* Selection
== == ==
Background to abiotic marine carbon dioxide removal

The most studied abiotic mCDR approach is Ocean Alkalinity Enhancement (OAE). In the context of carbon removal, increasing (or enhancing) the seawater alkalinity converts CO₂ dissolved in seawater, present in the form of carbonic acid (H₂CO₃), into carbonate (CO₃²⁻) and bicarbonate (HCO₃⁻) ions. Carbonate and bicarbonate ions cannot exchange directly with atmospheric CO₂, so the effect is to create an enhanced air-to-sea CO₂ gradient and transfer CO₂ from the atmosphere to the ocean until the partial pressure (essentially the concentration) of dissolved CO₂ is the same as the partial pressure of CO₂ in the air (Figure 1, top). This re-equilibration can either happen naturally downstream of the CDR plant or location of seawater chemistry manipulation, or within the boundaries of a CDR plant through forced aeration of the seawater (La Plante et al., 2023). The result is an increase in the total amount of dissolved carbon in seawater and change in the relative proportion of the different dissolved inorganic carbon species (CO₂, bicarbonate (HCO₃⁻), and carbonate (CO₃²⁻)) (indicated in Figure 1 and quantified in Figure 2, top panels). Alkalinity can be added in various forms, but current trials and experiments typically involve silicate, oxide or hydroxide minerals (Eisaman et al., 2023). The dissolution of these minerals makes hydroxide ions (OH⁻) available, which combine with protons (H⁺) from the carbonic acid to form water (H₂O), causing dissolved CO₂ (carbonic acid) to become bicarbonate (Equation 1). The degree of alkalinity in the seawater can then drive further speciation between bicarbonate, carbonic acid and carbonate (Equation 2).

$\begin{array}{ll}{H}_{2}C{O}_3+O{H}^{-}=HC{O}_3^{-}+H_{2}O& (1)\end{array}$

$\begin{array}{ll}{H}_{2}C{O}_3\leftrightarrow H^{+}+HC{O}_3^{-}\leftrightarrow 2H^{+}+C{O}_3^{2-}& (2)\end{array}$

Figure 1

Figure 1. Illustration of seawater carbon chemistry under Ocean Alkalinity Enhancement (OAE) (upper row of three) and Direct Ocean Carbon Capture and Storage (DOCCS) (lower row of three). Circle sizes represent an increase/decrease in pool magnitude relative to the size of that pool in normal seawater. Arrow direction demonstrated the gradient or chemistry-driven flows between pools in response to that step. The top left diagram presents the chemical equations describing the movement between each pool. Note in reality, prior to a perturbation the seawater CO₂ partial pressure may be slightly higher or lower than that of the atmosphere. This is omitted from this figure for simplicity.

Figure 2

Figure 2. Comparison of seawater carbonate chemistry changes through processing and re-equilibration of seawater after treatment by OAE (upper row) and DOCCS (lower row). The comparison is based on seawater released at pH 9.5, chosen as a realistic but significant perturbation, from both processes and assumes the process is complete at the point of water release (i.e., no undissolved mineral particles are released or subsequently form). While this figure is intended to provide a qualitative picture of the carbonate chemistry changes, the initial seawater conditions used in the underpinning calculations are representative of typical seawater conditions in the Western English Channel (Kitidis et al., 2012).
== == ==
* Data section
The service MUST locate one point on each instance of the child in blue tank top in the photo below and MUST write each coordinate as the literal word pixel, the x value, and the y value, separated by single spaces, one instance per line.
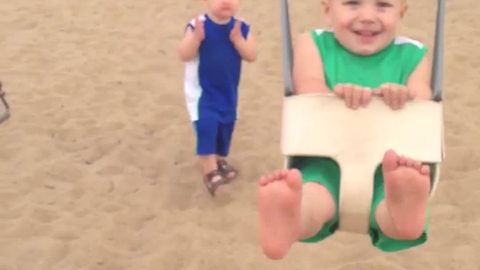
== == ==
* Your objective
Extend the passage above on abiotic marine carbon dioxide removal, picking up after its last sentence.

* The response
Minerals can either be dissolved into seawater passively by adding material to coastal sediments, directly to seawater, or by actively dissolving minerals within a reaction vessel before release to the ocean (Eisaman et al., 2023). Alkalinity can also be generated electrochemically within seawater by the dissociation of water into hydroxide ions and protons (H₂O to OH⁻ + H⁺) (Eisaman et al., 2023). In this situation, the protons (within the generated acid) must be disposed of in a way that they cannot return to the surface seawater or release uncaptured CO₂.

The climate mitigation potential of Ocean Alkalinity Enhancement (e.g., Renforth and Henderson, 2017; He and Tyka, 2023) and its likely effectiveness (e.g., Bertagni and Porporato, 2022; Tyka, 2024; Yamamoto et al., 2024) has been the focus of a large number of studies in recent years.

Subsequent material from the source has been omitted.